• [MATERIAL FOR THIS TASK]
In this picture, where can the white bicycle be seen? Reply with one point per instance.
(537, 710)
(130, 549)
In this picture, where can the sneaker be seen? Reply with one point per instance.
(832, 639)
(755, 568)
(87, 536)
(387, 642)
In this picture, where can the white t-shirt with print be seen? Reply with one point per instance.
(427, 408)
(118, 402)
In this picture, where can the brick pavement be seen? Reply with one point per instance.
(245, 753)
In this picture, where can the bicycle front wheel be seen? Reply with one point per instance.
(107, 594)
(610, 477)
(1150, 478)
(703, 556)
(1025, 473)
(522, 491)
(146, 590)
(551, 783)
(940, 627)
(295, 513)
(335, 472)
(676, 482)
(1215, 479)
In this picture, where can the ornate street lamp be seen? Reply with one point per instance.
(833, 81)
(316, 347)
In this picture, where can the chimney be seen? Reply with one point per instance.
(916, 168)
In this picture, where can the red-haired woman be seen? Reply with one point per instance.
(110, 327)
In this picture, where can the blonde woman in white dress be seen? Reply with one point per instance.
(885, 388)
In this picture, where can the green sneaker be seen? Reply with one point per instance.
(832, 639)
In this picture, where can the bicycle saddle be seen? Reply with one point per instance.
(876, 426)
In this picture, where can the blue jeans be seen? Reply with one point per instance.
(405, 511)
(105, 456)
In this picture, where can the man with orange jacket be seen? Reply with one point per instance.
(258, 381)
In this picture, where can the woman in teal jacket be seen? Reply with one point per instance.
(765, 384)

• [WRITTEN TASK]
Return the entire listing above line for line, without altering any character.

• [ANSWER FOR THE TASK]
In this picture, where can the white bicycle be seen? Reply with one point per instance.
(537, 710)
(130, 549)
In this picture, where can the sneaker be seen? Reply with one point per instance.
(832, 639)
(755, 568)
(87, 536)
(387, 642)
In this picture, where can the white t-shirt with print be seen? Reply with one point per instance.
(427, 408)
(118, 402)
In this picture, where can the brick pavement be seen? Reply with one point per instance.
(245, 753)
In this picture, where can the bicycle front wheel be seen? Reply with one point per instance.
(107, 594)
(610, 477)
(1150, 478)
(703, 556)
(1025, 473)
(522, 491)
(146, 590)
(551, 783)
(940, 627)
(295, 513)
(335, 472)
(676, 482)
(1215, 479)
In this picture, where can the ornate street lamp be seen? Reply with one point per instance.
(833, 81)
(316, 347)
In this picture, where can the chimney be seen? Reply with one point per instance.
(916, 168)
In this picture, where can the red-haired woman be seen? Reply with one point per instance.
(110, 327)
In this picture, where can the blonde woman in white dress be seen? Reply with one point per instance.
(885, 388)
In this picture, where can the green sneaker be seen? Reply with one point per instance.
(832, 639)
In this picture, where can the bicycle saddle be seen? Reply with one point per instance.
(876, 426)
In this picture, where can the blue jeans be seen? Reply with one point per instance.
(405, 511)
(105, 456)
In this picture, where can the man with orange jacket be seen? Reply with one point per instance.
(258, 381)
In this picture, where can the woman in teal jacket be seen? Reply with one point per instance.
(765, 384)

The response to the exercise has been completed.